■ **GIVEN PROBLEM 1**: In the article on the Rutgers protest, how would you rewrite the paragraph beginning "They include paying adjunct" as a bulleted list that keeps its main facts?
■ **GIVEN PROBLEM 2**: Which people are named in the article on the Rutgers protest?
■ **GIVEN PROBLEM 3**: Could you write what comes next in the article on the Rutgers protest, picking up after its final sentence?

■ **TEXT SHOWN**:
Inside the Rutgers Protest

NEWARK – This was nothing new for Larry Hamm (pictured, below).

The longtime activist was right at home Monday addressing a few hundred striking Rutgers University employees and sympathetic students on the school’s Newark campus.

“You’re fighting for workers throughout the state of New Jersey, ” Hamm told the crowd. He said if Martin Luther King were alive today, he would be supporting the workers.

Earlier, strikers and supporters marched around the campus, a noisy procession punctuated by homemade drums – a trash can and a tree branch – and repeated chants like this one:

“Rutgers is for education. We are not a corporation.”

Such protests were held on all ends of the state.

In addition to Newark, the university has a campus in Camden and the main campus in New Brunswick

Officially, three unions are on strike, all of which represent various members of the faculty.

The unions say there are many issues.

They include paying adjunct or part-time professors the same as full-timers, a salary increase, better job security, more affordable health insurance and “equity” for the Newark and Camden campuses.

Beyond the nuts and bolts of things, speakers complained about what they said was a general inequity in how the university operates, meaning that revenue does not filter down to average instructors and other employees.

Some strikers shrugged – a bit disgustedly – when the millions of dollars paid to football coach Greg Schiano and his staff was noted.

Jonathan Holloway, the university president, was ridiculed as an out-of-touch leader who likes to quote MLK without really knowing what the quotes mean.

As you can see, fierce rhetoric at such events is common and this one was right in line.

Coordinate labeling data
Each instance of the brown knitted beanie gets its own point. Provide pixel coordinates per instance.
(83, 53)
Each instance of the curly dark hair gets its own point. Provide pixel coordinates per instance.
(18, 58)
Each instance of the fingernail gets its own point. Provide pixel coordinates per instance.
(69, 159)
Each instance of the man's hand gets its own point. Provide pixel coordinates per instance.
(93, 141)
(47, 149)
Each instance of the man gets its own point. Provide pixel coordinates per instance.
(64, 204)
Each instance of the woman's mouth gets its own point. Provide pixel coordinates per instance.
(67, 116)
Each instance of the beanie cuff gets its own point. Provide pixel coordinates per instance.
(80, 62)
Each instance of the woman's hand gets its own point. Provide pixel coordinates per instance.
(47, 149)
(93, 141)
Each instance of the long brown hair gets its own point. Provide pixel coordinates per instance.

■ **RIGHT ANSWER 1**:
- Paying adjunct or part-time professors the same as full-timers
- A salary increase
- Better job security
- More affordable health insurance
- "Equity" for the Newark and Camden campuses

■ **RIGHT ANSWER 2**:
- Larry Hamm
- Martin Luther King
- Greg Schiano
- Jonathan Holloway

■ **RIGHT ANSWER 3**:
Kevin Keogan, an adjunct professor of sociology, said current pay levels for part-timers is “just a way to exploit us.” Keogan was banging on one of those homemade drums.

Larry Hamm at Rutgers

 

A few minutes later, the main rally took place. It was held – appropriately – in front of a college center named for Paul Robeson, a former Rutgers athlete, actor and civil rights leader.

Speaker Soili Smith, a graduate assistant, said strikers all over New Jersey were showing the world they know how to fight for workers.

How long these rallies will go on is anybody’s guess. Strikers and their supporters vowed to press on as long as necessary.

On Sunday, Phil Murphy asked both sides to come to his office and negotiate a settlement.

Proving that local politics never goes away, another speaker was Bob Russo, a councilman in Montclair.

Russo took the mostly young crowd back more than 50 years when he said he spent 15 days in jail after being arrested for his participation in a Newark teachers’ strike in 1970.

Perhaps galvanized by the enthusiasm of the crowd, Russo also said he planned to run for mayor of Montclair next year. It was an odd place to announce a mayoral run, but as we said, it was a large crowd.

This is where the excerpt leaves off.